* **Your objective**: Reproduce, character for character, the lines beginning with the one containing "Return the polygon of every instance of the trd" and ending with the one containing "397L686 396L700 404L706", including both.

*** Available records

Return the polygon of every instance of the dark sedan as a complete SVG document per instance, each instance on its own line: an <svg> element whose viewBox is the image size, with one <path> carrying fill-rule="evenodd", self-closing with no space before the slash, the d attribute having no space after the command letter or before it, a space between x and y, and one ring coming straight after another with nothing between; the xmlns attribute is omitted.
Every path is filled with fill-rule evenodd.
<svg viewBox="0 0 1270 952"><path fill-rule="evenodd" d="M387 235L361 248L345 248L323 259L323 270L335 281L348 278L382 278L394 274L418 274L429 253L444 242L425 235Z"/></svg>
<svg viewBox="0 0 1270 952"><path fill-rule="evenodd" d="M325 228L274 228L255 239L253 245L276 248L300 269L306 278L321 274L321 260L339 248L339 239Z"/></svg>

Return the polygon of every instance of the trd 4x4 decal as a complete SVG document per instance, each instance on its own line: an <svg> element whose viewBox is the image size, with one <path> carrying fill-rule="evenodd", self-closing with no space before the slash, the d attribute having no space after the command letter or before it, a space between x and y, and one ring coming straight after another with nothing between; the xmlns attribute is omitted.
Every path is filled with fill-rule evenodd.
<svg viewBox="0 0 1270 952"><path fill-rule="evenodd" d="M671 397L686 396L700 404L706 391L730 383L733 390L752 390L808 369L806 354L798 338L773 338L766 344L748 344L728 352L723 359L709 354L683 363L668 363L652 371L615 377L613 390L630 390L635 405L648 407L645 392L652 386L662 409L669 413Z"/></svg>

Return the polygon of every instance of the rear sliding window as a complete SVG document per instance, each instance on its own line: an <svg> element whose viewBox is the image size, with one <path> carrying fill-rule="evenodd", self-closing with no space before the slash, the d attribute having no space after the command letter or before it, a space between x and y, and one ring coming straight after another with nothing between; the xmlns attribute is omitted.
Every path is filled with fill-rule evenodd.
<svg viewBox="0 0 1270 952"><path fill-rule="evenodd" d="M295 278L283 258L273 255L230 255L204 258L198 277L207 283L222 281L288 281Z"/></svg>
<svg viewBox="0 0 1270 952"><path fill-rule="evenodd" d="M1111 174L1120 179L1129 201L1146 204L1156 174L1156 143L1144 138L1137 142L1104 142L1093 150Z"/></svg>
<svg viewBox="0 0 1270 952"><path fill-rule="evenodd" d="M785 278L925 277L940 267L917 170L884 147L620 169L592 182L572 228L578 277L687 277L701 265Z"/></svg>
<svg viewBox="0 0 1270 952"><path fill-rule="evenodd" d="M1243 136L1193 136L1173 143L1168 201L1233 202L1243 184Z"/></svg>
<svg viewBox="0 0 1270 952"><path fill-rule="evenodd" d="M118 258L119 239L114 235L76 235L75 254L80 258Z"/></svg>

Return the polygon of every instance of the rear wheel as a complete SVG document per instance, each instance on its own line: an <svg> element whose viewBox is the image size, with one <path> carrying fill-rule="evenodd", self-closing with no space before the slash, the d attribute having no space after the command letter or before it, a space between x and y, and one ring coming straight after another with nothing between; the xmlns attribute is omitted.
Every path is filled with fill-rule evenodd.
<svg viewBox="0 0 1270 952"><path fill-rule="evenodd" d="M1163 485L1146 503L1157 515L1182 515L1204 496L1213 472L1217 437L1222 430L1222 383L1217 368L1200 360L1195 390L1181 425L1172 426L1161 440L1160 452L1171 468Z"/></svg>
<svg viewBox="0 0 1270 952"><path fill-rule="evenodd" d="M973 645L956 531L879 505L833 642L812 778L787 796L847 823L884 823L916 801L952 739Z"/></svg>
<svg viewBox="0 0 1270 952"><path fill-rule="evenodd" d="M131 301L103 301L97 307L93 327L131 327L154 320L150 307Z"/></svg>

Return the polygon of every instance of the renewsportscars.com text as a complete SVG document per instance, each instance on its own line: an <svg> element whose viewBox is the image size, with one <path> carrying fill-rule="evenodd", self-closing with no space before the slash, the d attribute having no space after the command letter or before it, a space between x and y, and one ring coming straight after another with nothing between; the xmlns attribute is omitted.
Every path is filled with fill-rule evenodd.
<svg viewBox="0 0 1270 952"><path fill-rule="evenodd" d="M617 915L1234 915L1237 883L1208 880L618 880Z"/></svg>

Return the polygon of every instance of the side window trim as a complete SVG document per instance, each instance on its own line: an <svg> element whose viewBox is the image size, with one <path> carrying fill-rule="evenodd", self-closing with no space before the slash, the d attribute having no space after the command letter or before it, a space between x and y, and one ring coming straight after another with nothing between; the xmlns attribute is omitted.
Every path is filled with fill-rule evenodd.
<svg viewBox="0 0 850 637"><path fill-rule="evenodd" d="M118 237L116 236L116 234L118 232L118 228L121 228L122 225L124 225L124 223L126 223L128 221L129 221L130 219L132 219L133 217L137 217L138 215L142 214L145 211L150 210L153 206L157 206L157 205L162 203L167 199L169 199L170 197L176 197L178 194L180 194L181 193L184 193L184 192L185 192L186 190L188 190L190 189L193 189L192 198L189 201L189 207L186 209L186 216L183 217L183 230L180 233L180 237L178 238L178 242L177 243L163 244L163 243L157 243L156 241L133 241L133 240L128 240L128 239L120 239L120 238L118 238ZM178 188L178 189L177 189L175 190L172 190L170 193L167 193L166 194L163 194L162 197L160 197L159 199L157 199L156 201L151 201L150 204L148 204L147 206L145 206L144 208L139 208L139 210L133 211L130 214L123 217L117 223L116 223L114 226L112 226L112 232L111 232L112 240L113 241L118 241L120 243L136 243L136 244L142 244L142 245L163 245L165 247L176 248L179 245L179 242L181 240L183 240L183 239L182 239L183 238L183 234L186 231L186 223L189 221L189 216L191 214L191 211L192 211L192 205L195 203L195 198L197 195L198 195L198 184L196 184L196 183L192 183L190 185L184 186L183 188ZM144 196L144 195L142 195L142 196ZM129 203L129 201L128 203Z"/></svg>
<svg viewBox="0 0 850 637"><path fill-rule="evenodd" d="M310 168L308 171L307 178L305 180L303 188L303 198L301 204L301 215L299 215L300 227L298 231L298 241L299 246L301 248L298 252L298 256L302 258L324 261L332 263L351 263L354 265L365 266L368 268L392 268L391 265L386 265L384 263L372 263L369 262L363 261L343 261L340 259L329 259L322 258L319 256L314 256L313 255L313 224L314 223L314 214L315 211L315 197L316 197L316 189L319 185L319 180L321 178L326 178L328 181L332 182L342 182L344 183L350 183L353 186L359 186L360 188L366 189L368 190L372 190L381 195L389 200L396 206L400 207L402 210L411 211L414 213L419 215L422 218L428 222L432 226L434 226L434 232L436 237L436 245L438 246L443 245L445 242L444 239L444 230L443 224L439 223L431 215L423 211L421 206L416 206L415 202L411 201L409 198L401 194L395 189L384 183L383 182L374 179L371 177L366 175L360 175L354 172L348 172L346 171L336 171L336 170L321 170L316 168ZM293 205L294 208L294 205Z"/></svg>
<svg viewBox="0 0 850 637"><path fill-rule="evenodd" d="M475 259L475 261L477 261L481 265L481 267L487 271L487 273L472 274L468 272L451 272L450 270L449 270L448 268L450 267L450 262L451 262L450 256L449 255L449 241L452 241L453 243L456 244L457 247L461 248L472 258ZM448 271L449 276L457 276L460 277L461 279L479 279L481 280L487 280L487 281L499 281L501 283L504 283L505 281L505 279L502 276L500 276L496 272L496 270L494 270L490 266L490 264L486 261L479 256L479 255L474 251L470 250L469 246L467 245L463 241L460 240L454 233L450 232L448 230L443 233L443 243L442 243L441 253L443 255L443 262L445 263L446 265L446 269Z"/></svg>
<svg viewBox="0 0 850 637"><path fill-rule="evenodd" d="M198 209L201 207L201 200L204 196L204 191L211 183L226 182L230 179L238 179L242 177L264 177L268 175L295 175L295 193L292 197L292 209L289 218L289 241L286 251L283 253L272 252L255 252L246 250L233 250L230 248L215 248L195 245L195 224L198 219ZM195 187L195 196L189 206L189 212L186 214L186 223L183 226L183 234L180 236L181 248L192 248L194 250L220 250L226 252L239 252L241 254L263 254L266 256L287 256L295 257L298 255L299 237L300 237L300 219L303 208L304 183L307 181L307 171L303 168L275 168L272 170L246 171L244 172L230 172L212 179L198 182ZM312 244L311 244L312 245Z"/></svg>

******

* **Result**:
Return the polygon of every instance of the trd 4x4 decal as a complete SVG document per instance, each instance on its own line: an <svg> element whose viewBox is the image size, with one <path> carrying fill-rule="evenodd", self-closing with no space before the slash, the d attribute having no space after the command letter or before it, a space between x and y, and one ring coming straight after another with nothing between; the xmlns attribute is omitted.
Every path is filled with fill-rule evenodd.
<svg viewBox="0 0 1270 952"><path fill-rule="evenodd" d="M671 397L686 396L700 404L706 391L730 383L733 390L752 390L808 369L806 354L798 338L773 338L766 344L748 344L728 352L723 359L709 354L683 363L668 363L652 371L615 377L613 390L630 390L635 405L648 407L645 392L652 386L662 409L669 413Z"/></svg>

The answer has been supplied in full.